Problema curto:
Transcreva do texto sobre sinais naturais e convencionais tudo o que vai desde "Mas, para que" até "natural, quanto convencional.".

Texto para leitura:
----------

Mas, para que fiquem bem claros estes conceitos, e sobre eles não paire a menor dúvida, faz-se necessária à compreensão precisa do termo motivação dentro da perspectiva saussuriana.
Nós temos alguns elementos que nos servem de sinal; de representatividade de algo mais que não está explícito totalmente no elemento que o representa. Estes elementos representativos; sinais, tanto podem ser de caráter natural, quanto convencional.
Os sinais de caráter natural são aqueles que nos servem de indícios dos fenômenos naturais, como, por exemplo, a fumaça, que nos indica a presença do fogo, ou o trovão, que nos aponta para a possibilidade de chuva.
Os sinais de caráter convencional são aqueles que a sociedade contratou, concordou, a partir de algum momento, que seria o que melhor representaria, dentro daquela realidade de fala, uma idéia tal. O ícone, o símbolo e o signo são esses sinais criados dentro da coletividade de fala.
Por ser totalmente imagístico, o ícone é totalmente motivado, isto porque só se faz uma imagem a partir de um dado elemento. A foto de Maria deve consistir na impressão da imagem de Maria. O mesmo ocorre com a estatueta de um pássaro, ela deve consistir num conjunto de características inerentes àquele pássaro que pretende representar. O ícone deve impressionar os sentidos de forma tal que não permita confusão alguma no momento de identificá-lo e saber o que ele representa. Ele é motivado por aquilo que representa.

----------

Registros de um conjunto de rotulagem por pontos:
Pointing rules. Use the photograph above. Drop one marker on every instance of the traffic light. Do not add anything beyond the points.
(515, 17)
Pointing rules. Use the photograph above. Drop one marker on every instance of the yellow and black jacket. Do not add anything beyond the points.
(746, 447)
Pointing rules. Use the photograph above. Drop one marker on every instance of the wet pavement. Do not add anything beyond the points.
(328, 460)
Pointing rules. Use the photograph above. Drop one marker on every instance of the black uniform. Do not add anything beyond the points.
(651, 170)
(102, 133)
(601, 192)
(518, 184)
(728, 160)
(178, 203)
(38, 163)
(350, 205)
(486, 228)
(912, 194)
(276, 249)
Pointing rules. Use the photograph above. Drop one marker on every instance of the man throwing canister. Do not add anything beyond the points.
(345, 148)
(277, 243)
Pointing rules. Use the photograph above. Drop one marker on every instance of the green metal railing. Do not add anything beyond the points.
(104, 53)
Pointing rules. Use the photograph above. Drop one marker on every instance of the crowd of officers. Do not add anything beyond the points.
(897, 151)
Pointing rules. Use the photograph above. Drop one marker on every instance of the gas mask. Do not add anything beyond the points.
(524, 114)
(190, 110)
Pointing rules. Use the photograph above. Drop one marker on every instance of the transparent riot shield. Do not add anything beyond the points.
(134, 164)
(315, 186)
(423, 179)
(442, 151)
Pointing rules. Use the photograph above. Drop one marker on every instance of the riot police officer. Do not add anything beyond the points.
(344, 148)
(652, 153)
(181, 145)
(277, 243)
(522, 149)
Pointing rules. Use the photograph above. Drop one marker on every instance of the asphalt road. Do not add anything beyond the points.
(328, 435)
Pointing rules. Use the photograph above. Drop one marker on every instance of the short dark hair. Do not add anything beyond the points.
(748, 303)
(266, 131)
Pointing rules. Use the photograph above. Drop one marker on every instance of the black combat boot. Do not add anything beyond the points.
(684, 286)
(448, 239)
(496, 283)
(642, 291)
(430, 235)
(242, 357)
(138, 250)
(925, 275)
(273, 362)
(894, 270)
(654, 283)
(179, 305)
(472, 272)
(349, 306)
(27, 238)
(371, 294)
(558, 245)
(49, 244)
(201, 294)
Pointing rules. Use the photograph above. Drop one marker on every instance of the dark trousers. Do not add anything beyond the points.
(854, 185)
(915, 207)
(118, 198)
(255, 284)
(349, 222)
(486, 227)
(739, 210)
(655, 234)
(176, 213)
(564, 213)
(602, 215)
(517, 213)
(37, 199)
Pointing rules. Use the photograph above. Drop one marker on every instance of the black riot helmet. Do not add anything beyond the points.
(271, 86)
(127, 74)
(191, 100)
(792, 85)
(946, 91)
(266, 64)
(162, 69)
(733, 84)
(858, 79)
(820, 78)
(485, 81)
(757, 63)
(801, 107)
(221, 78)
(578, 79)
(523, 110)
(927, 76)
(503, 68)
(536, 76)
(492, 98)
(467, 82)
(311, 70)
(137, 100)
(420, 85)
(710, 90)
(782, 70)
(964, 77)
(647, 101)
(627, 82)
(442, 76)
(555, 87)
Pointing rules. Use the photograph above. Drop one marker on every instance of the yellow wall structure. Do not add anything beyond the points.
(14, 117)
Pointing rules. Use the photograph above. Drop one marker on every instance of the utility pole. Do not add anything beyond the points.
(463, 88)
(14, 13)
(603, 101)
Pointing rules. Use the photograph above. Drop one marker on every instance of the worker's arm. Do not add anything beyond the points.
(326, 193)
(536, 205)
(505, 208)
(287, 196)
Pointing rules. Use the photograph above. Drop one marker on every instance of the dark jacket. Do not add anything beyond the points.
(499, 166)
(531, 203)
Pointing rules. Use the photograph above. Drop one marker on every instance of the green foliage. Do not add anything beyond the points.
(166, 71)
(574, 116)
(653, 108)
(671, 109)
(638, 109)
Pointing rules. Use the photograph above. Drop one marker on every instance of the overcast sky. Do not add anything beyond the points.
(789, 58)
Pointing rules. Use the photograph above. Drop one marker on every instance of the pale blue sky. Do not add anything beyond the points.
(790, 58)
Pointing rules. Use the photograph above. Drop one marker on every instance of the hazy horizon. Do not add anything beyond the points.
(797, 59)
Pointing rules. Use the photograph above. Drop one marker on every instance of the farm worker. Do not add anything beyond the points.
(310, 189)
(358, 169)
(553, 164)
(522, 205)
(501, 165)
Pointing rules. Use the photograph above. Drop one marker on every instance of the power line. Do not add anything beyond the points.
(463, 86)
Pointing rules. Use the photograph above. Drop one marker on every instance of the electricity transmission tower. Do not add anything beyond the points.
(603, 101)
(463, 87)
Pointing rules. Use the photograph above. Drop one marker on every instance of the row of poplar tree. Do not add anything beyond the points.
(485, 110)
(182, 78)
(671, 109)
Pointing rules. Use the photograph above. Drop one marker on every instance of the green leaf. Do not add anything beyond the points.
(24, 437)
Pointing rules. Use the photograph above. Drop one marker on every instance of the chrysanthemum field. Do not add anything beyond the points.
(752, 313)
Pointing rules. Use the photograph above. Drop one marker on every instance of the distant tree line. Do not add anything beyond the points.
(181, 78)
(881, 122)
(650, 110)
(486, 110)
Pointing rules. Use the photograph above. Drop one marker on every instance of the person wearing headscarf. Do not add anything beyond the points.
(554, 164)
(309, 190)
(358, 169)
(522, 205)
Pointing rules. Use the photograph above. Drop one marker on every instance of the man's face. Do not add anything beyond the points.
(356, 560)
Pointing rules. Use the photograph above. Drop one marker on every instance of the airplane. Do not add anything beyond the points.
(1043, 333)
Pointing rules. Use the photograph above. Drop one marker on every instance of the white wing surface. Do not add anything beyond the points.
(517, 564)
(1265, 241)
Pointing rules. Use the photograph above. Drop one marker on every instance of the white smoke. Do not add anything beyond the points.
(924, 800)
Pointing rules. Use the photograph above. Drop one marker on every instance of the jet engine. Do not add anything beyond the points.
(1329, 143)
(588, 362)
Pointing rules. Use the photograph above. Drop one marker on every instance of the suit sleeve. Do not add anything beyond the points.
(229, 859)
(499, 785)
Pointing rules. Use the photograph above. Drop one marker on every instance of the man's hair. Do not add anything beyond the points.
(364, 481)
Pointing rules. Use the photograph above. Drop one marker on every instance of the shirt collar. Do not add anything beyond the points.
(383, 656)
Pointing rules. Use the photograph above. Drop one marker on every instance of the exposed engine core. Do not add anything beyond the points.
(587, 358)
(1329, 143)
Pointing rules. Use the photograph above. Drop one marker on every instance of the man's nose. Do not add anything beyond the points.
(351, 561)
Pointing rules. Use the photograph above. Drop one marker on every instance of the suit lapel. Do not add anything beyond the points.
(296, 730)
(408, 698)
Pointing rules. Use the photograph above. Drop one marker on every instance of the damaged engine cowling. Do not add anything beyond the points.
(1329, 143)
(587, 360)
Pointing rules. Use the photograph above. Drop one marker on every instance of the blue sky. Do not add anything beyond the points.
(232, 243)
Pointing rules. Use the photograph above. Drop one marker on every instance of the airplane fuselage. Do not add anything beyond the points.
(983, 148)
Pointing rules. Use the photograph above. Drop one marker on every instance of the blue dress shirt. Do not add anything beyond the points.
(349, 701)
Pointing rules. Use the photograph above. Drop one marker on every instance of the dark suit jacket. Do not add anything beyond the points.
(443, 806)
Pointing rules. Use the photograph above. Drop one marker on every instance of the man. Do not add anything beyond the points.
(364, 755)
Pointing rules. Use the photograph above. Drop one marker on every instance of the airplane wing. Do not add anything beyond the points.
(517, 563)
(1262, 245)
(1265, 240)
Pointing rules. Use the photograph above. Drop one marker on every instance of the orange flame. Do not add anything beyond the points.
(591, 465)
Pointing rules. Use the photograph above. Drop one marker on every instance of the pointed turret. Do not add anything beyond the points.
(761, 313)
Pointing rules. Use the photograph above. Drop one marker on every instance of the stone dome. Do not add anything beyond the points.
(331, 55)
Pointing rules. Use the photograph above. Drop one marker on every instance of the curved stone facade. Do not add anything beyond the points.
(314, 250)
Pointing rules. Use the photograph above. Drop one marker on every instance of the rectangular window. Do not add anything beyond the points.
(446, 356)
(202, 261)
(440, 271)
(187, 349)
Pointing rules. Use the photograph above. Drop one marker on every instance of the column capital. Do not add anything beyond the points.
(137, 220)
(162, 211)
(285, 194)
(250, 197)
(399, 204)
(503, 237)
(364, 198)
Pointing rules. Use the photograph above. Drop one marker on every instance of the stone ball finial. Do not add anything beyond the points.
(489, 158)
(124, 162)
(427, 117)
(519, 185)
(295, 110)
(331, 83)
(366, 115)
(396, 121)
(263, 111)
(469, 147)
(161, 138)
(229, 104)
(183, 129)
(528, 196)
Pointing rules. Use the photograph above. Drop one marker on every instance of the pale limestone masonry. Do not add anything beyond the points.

----------

Resultado do exercício:
Mas, para que fiquem bem claros estes conceitos, e sobre eles não paire a menor dúvida, faz-se necessária à compreensão precisa do termo motivação dentro da perspectiva saussuriana.
Nós temos alguns elementos que nos servem de sinal; de representatividade de algo mais que não está explícito totalmente no elemento que o representa. Estes elementos representativos; sinais, tanto podem ser de caráter natural, quanto convencional.